Copy each of the following rows word for word, with every character, space, and line break preserved.

-=-=-

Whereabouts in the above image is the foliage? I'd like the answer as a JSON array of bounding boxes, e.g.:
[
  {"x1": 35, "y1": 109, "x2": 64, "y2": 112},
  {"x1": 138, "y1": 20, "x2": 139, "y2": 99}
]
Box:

-=-=-

== Exercise answer ==
Whereabouts in the above image is the foliage? I'd like the answer as a JSON array of bounding boxes, e.g.:
[
  {"x1": 35, "y1": 109, "x2": 64, "y2": 112},
  {"x1": 138, "y1": 20, "x2": 139, "y2": 99}
]
Box:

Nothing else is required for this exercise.